Exercise requirements = The reply should reproduce every line of the data below word for word, minus any images.

Material provided =
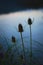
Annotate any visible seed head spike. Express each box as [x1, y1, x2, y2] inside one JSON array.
[[28, 18, 32, 25], [12, 36, 16, 43], [18, 24, 23, 32]]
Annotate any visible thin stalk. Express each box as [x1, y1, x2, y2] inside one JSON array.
[[20, 32, 26, 64], [15, 42, 19, 56], [29, 25, 32, 65]]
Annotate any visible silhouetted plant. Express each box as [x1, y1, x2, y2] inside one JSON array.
[[18, 23, 26, 64], [12, 36, 16, 43], [18, 24, 24, 32], [28, 18, 32, 25], [12, 36, 19, 56], [19, 54, 25, 65], [0, 38, 13, 65], [28, 18, 33, 65]]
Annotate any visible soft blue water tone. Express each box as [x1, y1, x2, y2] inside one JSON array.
[[0, 9, 43, 64]]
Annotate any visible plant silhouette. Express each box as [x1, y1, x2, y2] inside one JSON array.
[[18, 23, 27, 65], [28, 18, 33, 65]]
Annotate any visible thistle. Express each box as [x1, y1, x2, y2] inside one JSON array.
[[28, 18, 33, 65], [18, 23, 26, 64], [18, 24, 24, 32], [12, 36, 16, 43], [12, 36, 19, 56], [28, 18, 32, 25]]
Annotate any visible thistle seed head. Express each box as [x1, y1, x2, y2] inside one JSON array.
[[12, 36, 16, 43], [28, 18, 32, 25], [18, 24, 23, 32]]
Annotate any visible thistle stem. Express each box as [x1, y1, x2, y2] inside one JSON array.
[[20, 32, 26, 64], [29, 25, 32, 65]]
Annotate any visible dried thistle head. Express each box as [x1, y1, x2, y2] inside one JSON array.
[[28, 18, 32, 25], [12, 36, 16, 43], [18, 24, 23, 32]]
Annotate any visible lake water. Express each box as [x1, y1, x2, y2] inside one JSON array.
[[0, 9, 43, 65]]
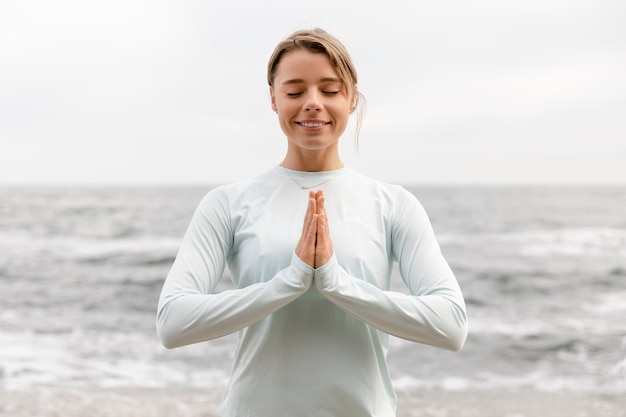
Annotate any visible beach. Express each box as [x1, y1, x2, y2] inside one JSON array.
[[2, 387, 625, 417]]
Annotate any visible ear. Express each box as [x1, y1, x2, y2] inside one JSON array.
[[350, 86, 358, 113], [270, 86, 278, 112]]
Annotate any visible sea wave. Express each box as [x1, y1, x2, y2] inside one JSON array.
[[2, 186, 625, 394], [439, 227, 626, 257], [0, 231, 180, 266], [0, 329, 232, 391]]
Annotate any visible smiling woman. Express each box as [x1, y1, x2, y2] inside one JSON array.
[[267, 29, 366, 165], [270, 49, 353, 171], [156, 27, 468, 417]]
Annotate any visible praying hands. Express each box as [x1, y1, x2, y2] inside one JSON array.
[[295, 190, 334, 269]]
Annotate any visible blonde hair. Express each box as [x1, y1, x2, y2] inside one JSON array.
[[267, 28, 366, 149]]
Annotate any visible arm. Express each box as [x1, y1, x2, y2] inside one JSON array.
[[314, 188, 468, 351], [156, 189, 313, 349]]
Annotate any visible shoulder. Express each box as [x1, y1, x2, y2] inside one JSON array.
[[343, 168, 419, 205], [344, 169, 431, 227], [197, 168, 282, 210]]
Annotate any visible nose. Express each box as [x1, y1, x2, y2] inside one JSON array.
[[304, 89, 322, 111]]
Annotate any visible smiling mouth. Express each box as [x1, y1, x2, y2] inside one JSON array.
[[296, 121, 330, 127]]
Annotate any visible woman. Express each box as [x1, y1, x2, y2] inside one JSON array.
[[157, 28, 468, 417]]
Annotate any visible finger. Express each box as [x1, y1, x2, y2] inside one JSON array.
[[316, 190, 325, 216], [306, 213, 320, 264], [318, 211, 330, 244], [316, 190, 329, 244], [296, 212, 318, 267], [301, 192, 317, 234], [314, 212, 333, 268]]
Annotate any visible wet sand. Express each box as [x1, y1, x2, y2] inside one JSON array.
[[1, 387, 625, 417]]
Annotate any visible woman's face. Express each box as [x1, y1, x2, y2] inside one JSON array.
[[270, 49, 353, 156]]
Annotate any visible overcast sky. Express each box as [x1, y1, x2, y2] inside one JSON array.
[[1, 0, 624, 185]]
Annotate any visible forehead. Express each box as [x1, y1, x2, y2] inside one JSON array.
[[274, 49, 341, 83]]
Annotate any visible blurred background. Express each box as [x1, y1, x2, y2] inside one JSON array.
[[1, 1, 625, 416], [1, 0, 624, 185]]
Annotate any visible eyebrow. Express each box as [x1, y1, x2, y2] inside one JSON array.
[[281, 77, 342, 85]]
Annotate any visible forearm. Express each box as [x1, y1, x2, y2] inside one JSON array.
[[315, 256, 468, 351], [157, 253, 313, 348]]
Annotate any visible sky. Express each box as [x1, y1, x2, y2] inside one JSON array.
[[1, 0, 625, 186]]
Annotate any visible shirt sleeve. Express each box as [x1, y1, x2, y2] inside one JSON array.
[[156, 189, 313, 349], [314, 187, 468, 351]]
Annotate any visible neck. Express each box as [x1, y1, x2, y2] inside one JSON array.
[[281, 149, 344, 172]]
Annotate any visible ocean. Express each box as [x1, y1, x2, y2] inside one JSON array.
[[1, 184, 625, 398]]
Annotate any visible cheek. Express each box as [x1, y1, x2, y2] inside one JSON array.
[[332, 104, 352, 123], [276, 99, 294, 114], [277, 106, 292, 120], [277, 109, 295, 131]]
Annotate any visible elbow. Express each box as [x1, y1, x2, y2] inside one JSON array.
[[159, 338, 178, 350], [440, 296, 469, 352], [156, 317, 180, 349], [445, 329, 467, 352], [444, 316, 468, 352], [156, 304, 186, 349], [160, 339, 181, 350], [157, 328, 180, 350]]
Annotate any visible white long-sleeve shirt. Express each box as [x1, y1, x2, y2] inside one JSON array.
[[156, 166, 468, 417]]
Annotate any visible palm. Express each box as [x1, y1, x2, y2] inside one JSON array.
[[295, 190, 333, 268]]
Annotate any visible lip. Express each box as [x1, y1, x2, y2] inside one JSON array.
[[295, 120, 331, 129]]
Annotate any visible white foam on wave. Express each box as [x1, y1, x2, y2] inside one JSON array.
[[467, 313, 625, 343], [0, 331, 77, 390], [79, 235, 180, 259], [583, 291, 626, 315], [439, 227, 626, 258], [460, 316, 550, 337], [0, 231, 181, 261], [0, 229, 180, 272], [503, 227, 626, 257], [393, 369, 621, 393], [0, 329, 231, 391]]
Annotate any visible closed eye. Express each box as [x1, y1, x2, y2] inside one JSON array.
[[285, 91, 340, 97]]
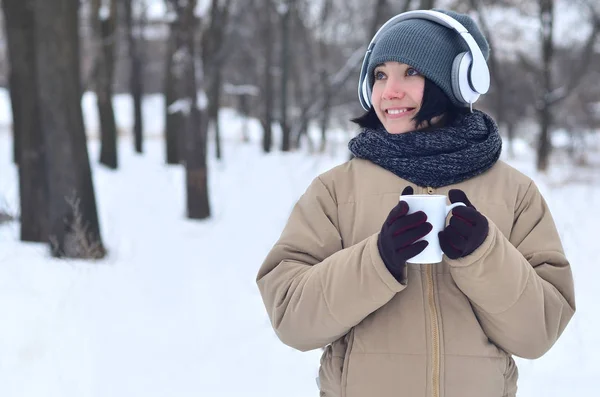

Task response =
Annotate any visible seed head spike. Express each box as [x1, y1, x2, y2] inside one JSON array.
[[28, 18, 32, 25], [12, 36, 16, 43], [18, 24, 23, 32]]
Annotate any visible thin stalk. Express each box as [x1, y1, x2, y2] inside one JSON array.
[[20, 32, 26, 64], [15, 42, 19, 56], [29, 25, 32, 65]]
Annotate any visible silhouetted plant. Express each box as [x1, y1, x2, y2] inside one JSON array.
[[18, 23, 26, 64], [12, 36, 16, 43], [18, 24, 24, 32], [28, 18, 32, 25], [12, 36, 19, 56], [19, 54, 25, 65], [0, 38, 13, 65], [28, 18, 33, 65]]
Annotate any visible soft blue water tone. Express each box as [x1, y1, x2, y2] inside one JSON array.
[[0, 9, 43, 64]]
Annotate any visible plant silhouette. Express each box as [x1, y1, x2, y2] inside one JSON array.
[[18, 23, 27, 65], [28, 18, 33, 65]]
Annotate any visible thistle. Express each box as [x1, y1, x2, y2] inside one JSON array.
[[28, 18, 33, 65], [18, 23, 26, 64], [18, 24, 24, 32], [12, 36, 16, 43], [12, 36, 19, 56], [28, 18, 32, 25]]
Annotate any visible thistle seed head. Express each box as [x1, y1, x2, y2] inside one JSON array.
[[12, 36, 16, 43], [28, 18, 32, 25], [18, 24, 23, 32]]
Annotate any visible thistle stem. Express each box as [x1, y1, x2, y2] inside one JSON array.
[[20, 32, 26, 64], [29, 25, 32, 65]]
Annotate any visible dried thistle head. Express each box as [x1, y1, x2, y2] inside one JSON array.
[[28, 18, 32, 25], [12, 36, 16, 43], [18, 24, 23, 32]]
Annotate any visible lake water. Express each box as [x1, y1, x2, y2] inside one JSON array.
[[0, 9, 43, 65]]
Annotate any visible beach. Express each box as [x1, y1, x2, y2] inside one JSON array.
[[2, 387, 625, 417]]
Annotate any visible ear. Express each box as [x1, y1, x2, y2] inside one JSON array.
[[350, 86, 358, 113], [270, 86, 278, 112]]
Annotate any visible sea wave. Express each box as [x1, y1, x2, y2] inside one JSON array.
[[2, 186, 625, 394], [439, 227, 626, 257], [0, 231, 180, 266], [0, 329, 232, 391]]
Annotate any visible smiling woman. Express each box as [x1, y1, x2, y2] inside one JSON array.
[[267, 29, 366, 165], [270, 49, 353, 171], [156, 27, 468, 417]]
Annotate any visible praying hands. Express each box as [x1, y1, x2, y2] inside one JSON array.
[[295, 190, 334, 269]]
Annotate any visible blonde hair. Express each box as [x1, y1, x2, y2] inside one JSON array.
[[267, 28, 366, 149]]
Annotate any visible arm. Express each box as [x1, y1, x2, y2] inside one JSON array.
[[314, 188, 468, 351], [156, 189, 313, 349]]
Annotate any visible shoulder. Express each box as [x1, y1, x2, y2] inside one JSON array.
[[343, 168, 419, 205], [344, 169, 431, 227], [197, 168, 282, 210]]
Annotate any visible nose. Express each box as [x1, y1, x2, y2] inside one JSON array.
[[304, 89, 322, 111]]
Annotate any visible smiling mouth. Express each box as [x1, y1, x2, y2] inside one JSON array.
[[296, 121, 330, 127]]
Annotate any visible woman. Express each box as [x1, y1, x2, y2] inside one JSON array.
[[157, 28, 468, 417]]
Annotate any visible finger. Express each box as [x1, y1, x2, y2] inside one JSON array.
[[316, 190, 325, 216], [306, 213, 320, 264], [318, 211, 330, 244], [316, 190, 329, 244], [296, 212, 318, 267], [301, 192, 317, 234], [314, 212, 333, 268]]
Annotate any visible wet sand. Express each box as [x1, y1, x2, y2] inside one JSON array.
[[1, 387, 625, 417]]
Annotate any visible woman's face. Express each box as [x1, y1, x2, y2] inside one JSON array.
[[270, 49, 353, 156]]
Annotate any visible overcast sky. Express each box as [x1, y1, x2, y2] inside one JSON array.
[[1, 0, 624, 185]]
Annotate any visible forehead. Express each box as [x1, y1, x2, y2] inside one JSON array.
[[274, 49, 341, 83]]
Annotate any visible blurred background. Express each box as [x1, y1, x2, y2] inside one JSON array.
[[1, 1, 625, 416], [1, 0, 624, 185]]
Annotate any visible eyebrow. Express each box as [x1, y1, x2, y2] inside one JSON array.
[[281, 77, 342, 85]]
Annotate any visible forearm. Express each box as [x1, y1, x2, y2] inside one JSON array.
[[315, 256, 468, 351], [157, 253, 313, 348]]
Annotate any visible sky. Express each box as [x1, y1, x2, y2] inside one JSON array.
[[1, 0, 625, 186]]
Annotate any visible shirt sleeve. Express each box as [x1, y1, x2, y2] inside one JSON array.
[[156, 189, 313, 349], [314, 187, 468, 351]]
Annotate any visible neck. Express each box as [x1, y1, x2, y2] inside one JSON array.
[[281, 149, 344, 172]]
Annotate any visible ocean. Express each box as [x1, y1, x2, y2] inside one JSON array.
[[1, 184, 625, 398]]
Annotate any visible cheek. Express each box as [x1, y1, x2, y2] inside one JSON array.
[[332, 104, 352, 123], [276, 99, 294, 114], [277, 106, 292, 120], [277, 109, 295, 131]]
Annotate any visible elbow. Express each box as [x1, y1, x2, y2] inside one JSON array.
[[159, 338, 178, 350], [440, 296, 469, 352], [156, 317, 180, 349], [445, 329, 467, 352], [444, 316, 468, 352], [156, 304, 186, 349], [160, 339, 181, 350], [157, 328, 180, 350]]
Annotate any visible white long-sleeve shirt. Express each box as [x1, y1, x2, y2] inside one JSON array.
[[156, 166, 468, 417]]
Annotate any visible palm. Express each box as [x1, y1, x2, y2] inside one JSON array.
[[295, 190, 333, 268]]
Annotate any visible lip. Express each box as [x1, y1, x2, y2] inside one JSON array.
[[295, 120, 331, 129]]
Annotate any visible white foam on wave. Express each box as [x1, y1, x2, y2] inside one JSON array.
[[467, 313, 625, 343], [0, 331, 77, 390], [79, 235, 180, 259], [583, 291, 626, 315], [439, 227, 626, 258], [460, 316, 550, 337], [0, 231, 181, 261], [0, 229, 180, 272], [503, 227, 626, 257], [393, 369, 621, 393], [0, 329, 231, 391]]
Annotate any visible closed eye. Express each box as [x1, y1, x2, y2] inside one JSON array.
[[285, 91, 340, 97]]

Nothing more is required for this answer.